> **Exercise brief**:
All lines from the one with "Where can you see the gap" to the end need to be copied exactly, with nothing before them.

Items from a dataset:

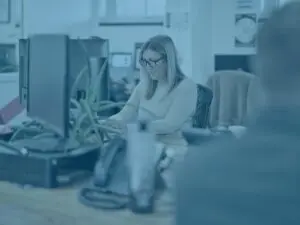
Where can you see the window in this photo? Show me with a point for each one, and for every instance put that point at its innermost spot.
(132, 8)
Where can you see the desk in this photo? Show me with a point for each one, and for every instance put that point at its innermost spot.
(33, 206)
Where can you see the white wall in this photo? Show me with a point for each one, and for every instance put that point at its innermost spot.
(223, 27)
(74, 16)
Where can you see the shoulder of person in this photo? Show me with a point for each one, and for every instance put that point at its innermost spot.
(187, 86)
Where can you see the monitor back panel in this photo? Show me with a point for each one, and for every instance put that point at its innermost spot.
(48, 76)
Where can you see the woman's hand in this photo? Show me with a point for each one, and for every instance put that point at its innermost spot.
(115, 124)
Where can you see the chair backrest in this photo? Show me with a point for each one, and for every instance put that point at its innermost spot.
(201, 116)
(229, 104)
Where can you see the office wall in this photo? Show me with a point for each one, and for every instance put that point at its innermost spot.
(223, 26)
(59, 16)
(74, 16)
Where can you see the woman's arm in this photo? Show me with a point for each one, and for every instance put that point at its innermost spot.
(130, 110)
(182, 108)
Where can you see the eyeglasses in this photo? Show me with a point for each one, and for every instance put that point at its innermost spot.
(151, 63)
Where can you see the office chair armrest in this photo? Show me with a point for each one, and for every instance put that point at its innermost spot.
(197, 135)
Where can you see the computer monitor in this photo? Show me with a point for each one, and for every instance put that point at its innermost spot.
(90, 53)
(48, 81)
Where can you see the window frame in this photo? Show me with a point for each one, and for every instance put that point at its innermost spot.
(112, 19)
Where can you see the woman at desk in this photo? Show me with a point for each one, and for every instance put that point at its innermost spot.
(164, 96)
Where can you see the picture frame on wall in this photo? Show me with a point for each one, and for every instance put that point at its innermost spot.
(136, 55)
(5, 11)
(245, 30)
(121, 59)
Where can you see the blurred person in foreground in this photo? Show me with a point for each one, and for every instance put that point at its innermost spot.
(254, 180)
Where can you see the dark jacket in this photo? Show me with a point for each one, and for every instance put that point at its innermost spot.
(251, 181)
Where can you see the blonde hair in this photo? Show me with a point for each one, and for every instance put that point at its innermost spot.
(164, 45)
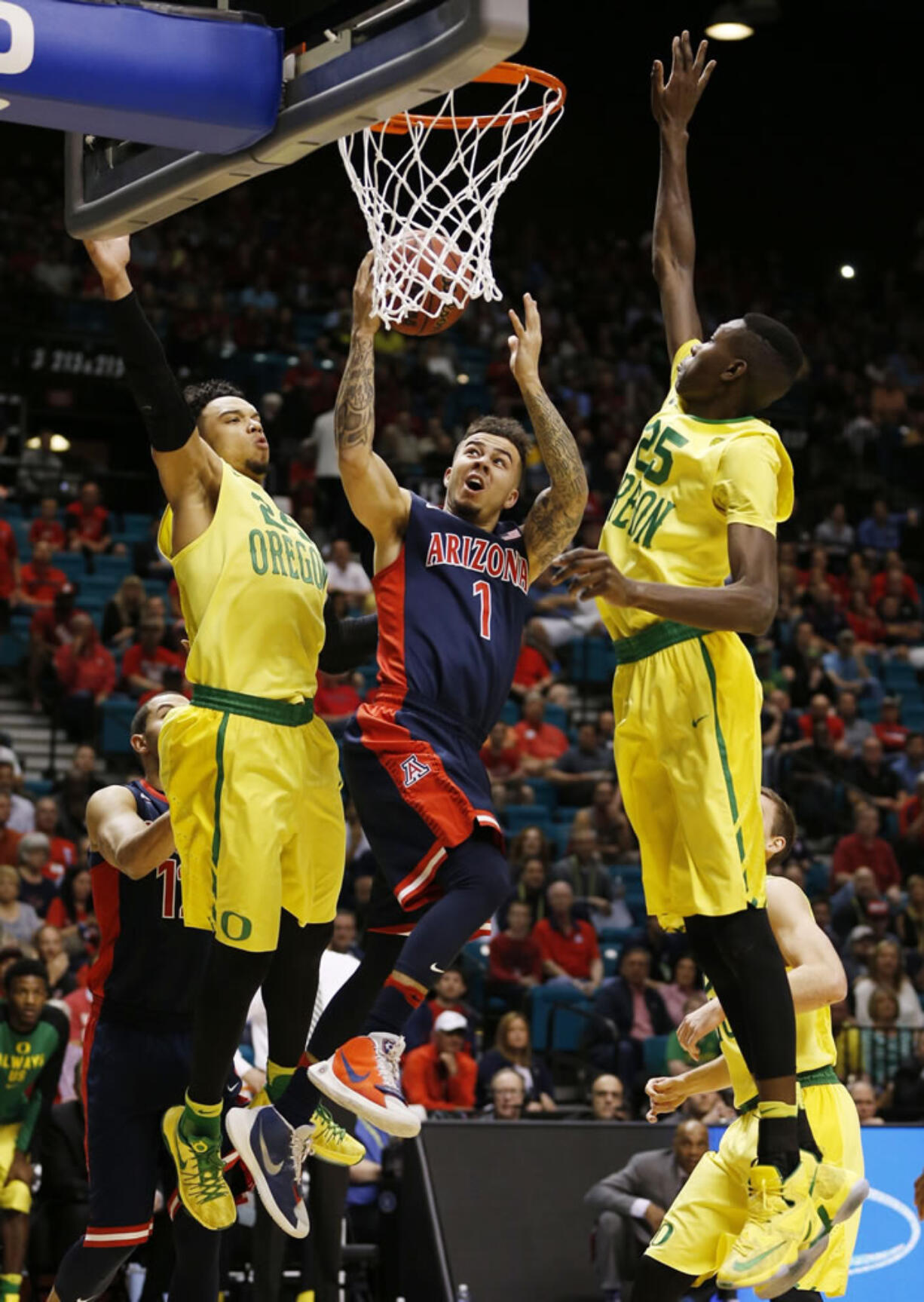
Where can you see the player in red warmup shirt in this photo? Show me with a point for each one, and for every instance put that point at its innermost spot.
(47, 528)
(39, 580)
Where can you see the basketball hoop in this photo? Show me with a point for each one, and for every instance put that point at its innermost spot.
(445, 206)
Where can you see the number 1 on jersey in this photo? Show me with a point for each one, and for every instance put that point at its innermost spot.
(482, 591)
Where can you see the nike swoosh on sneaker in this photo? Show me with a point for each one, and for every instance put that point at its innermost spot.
(752, 1261)
(354, 1076)
(272, 1167)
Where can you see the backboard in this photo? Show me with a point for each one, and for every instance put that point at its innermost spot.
(349, 64)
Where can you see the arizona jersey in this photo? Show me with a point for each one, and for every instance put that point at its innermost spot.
(252, 590)
(452, 610)
(148, 963)
(686, 482)
(814, 1049)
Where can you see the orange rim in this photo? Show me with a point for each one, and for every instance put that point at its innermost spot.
(501, 75)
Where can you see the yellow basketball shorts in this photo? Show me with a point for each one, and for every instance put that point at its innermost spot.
(711, 1209)
(689, 757)
(254, 791)
(16, 1196)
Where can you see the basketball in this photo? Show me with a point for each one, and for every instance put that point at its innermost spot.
(424, 267)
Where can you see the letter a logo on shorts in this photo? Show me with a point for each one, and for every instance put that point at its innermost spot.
(414, 770)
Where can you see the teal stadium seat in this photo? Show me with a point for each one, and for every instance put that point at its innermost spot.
(655, 1051)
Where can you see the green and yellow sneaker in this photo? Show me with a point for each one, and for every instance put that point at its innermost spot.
(332, 1144)
(200, 1175)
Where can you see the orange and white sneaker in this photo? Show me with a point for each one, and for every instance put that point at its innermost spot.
(365, 1077)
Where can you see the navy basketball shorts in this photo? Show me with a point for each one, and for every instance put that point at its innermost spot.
(130, 1077)
(421, 789)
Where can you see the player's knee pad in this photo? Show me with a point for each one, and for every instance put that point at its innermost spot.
(86, 1273)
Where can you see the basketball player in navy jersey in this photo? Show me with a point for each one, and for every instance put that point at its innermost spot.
(451, 589)
(138, 1040)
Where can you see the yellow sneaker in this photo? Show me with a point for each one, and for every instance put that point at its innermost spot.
(781, 1221)
(837, 1194)
(200, 1181)
(332, 1144)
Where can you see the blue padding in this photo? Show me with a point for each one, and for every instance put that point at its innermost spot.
(124, 72)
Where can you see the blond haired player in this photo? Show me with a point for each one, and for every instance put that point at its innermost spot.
(250, 774)
(712, 1206)
(700, 501)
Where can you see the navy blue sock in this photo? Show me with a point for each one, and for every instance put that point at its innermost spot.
(476, 882)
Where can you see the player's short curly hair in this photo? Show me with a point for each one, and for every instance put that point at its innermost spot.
(775, 360)
(21, 969)
(784, 826)
(198, 396)
(503, 427)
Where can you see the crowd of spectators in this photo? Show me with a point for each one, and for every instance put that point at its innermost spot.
(843, 710)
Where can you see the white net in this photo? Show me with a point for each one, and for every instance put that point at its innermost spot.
(430, 193)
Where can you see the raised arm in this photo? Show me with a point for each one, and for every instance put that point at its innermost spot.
(748, 605)
(558, 510)
(123, 838)
(190, 473)
(375, 496)
(675, 244)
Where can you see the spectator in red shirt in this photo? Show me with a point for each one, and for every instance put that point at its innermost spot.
(146, 660)
(39, 580)
(820, 711)
(440, 1076)
(63, 853)
(864, 848)
(516, 960)
(539, 743)
(47, 528)
(89, 524)
(87, 673)
(890, 729)
(338, 700)
(448, 997)
(533, 672)
(9, 572)
(51, 628)
(500, 755)
(568, 944)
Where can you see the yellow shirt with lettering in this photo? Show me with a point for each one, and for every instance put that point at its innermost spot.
(686, 482)
(252, 589)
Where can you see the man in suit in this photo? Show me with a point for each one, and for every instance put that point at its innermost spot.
(630, 1006)
(632, 1203)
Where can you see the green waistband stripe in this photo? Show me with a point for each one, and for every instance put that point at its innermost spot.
(656, 637)
(818, 1076)
(283, 712)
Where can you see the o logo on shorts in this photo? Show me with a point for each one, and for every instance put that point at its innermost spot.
(664, 1233)
(236, 926)
(21, 50)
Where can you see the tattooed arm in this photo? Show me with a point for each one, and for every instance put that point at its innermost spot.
(557, 510)
(375, 496)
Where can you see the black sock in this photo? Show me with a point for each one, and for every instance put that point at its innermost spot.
(231, 981)
(760, 1013)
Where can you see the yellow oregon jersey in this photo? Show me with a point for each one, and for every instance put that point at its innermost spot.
(252, 589)
(687, 481)
(814, 1049)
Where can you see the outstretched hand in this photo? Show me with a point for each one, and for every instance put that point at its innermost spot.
(592, 573)
(526, 343)
(675, 105)
(109, 257)
(363, 319)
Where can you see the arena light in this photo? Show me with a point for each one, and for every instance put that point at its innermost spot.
(57, 443)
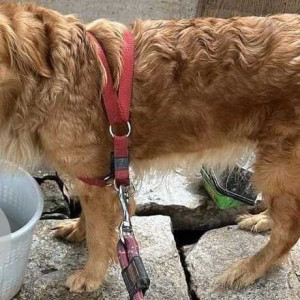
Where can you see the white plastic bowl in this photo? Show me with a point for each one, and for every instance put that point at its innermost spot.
(21, 201)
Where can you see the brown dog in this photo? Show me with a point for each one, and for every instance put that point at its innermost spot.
(205, 89)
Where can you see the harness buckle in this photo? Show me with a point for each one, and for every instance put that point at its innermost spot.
(128, 130)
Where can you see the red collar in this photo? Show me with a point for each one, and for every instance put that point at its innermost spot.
(117, 106)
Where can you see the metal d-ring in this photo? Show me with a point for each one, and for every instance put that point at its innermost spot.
(128, 132)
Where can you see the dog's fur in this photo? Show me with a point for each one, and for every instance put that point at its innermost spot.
(202, 88)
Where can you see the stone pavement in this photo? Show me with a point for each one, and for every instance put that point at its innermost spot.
(181, 266)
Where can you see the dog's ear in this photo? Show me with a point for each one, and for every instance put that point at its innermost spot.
(27, 46)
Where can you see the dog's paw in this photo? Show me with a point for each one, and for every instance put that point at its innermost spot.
(69, 231)
(83, 281)
(238, 276)
(255, 223)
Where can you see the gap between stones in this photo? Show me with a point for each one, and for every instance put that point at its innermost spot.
(182, 238)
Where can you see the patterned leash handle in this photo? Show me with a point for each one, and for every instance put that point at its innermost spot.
(133, 270)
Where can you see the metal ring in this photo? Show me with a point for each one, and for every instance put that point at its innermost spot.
(128, 133)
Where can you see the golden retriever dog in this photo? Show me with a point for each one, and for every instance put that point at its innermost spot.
(204, 90)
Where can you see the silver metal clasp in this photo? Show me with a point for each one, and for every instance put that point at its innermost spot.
(128, 130)
(124, 202)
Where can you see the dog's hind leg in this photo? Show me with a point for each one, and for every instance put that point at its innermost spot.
(256, 223)
(277, 176)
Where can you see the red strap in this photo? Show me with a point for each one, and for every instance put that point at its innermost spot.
(117, 108)
(121, 158)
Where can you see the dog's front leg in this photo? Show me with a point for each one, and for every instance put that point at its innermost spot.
(102, 216)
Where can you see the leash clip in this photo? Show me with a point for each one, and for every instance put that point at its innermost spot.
(125, 226)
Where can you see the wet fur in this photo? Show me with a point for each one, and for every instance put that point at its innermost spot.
(202, 88)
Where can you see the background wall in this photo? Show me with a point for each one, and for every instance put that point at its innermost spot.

> **Task response**:
Where can you see the gap between stones in this photo? Show me with a point for each one, and for every instance put that point at its innermost spot.
(182, 238)
Where can you see the patterned leash handle in this photo? Show me with a point for each one, and for every instance put that point at its innermost spot.
(133, 270)
Where can you see the metal ring in this photo? Show me with a point for each one, and for every instance put that point at its innermost spot.
(128, 133)
Where can you see the golden retriever dog in this photo? Show me with a point for each one, and for every instance put that point at its innermost spot.
(204, 90)
Where can you see the silver metal clasp in this photo? Show me with a point for each one, and for every instance put that point at its innermost spot.
(128, 130)
(124, 202)
Where can you see the dog's hind leg in this photo? Show me with a point for each one, and for every instance put that point at its innermost spot.
(256, 223)
(277, 176)
Where can you see the red strap in this photo? Show me with a point for each one, and for every instance put that point at its innermost spot.
(117, 108)
(121, 158)
Where can you see the dog's front leg in this photo? Show me with a point for each one, and for every instance put that point at its innermost spot.
(102, 216)
Where can you see the leash clip in this photo? Show me with a point for each one, and for every instance put that point at its innermost spot.
(125, 226)
Where can you see the wet fur in this photo? Show me with a point for each one, and for every instance put that point at its innermost spot.
(202, 88)
Where can you see the background wall in this photo? Show me with a point for each one, and for every instance put that point at its innermost spot.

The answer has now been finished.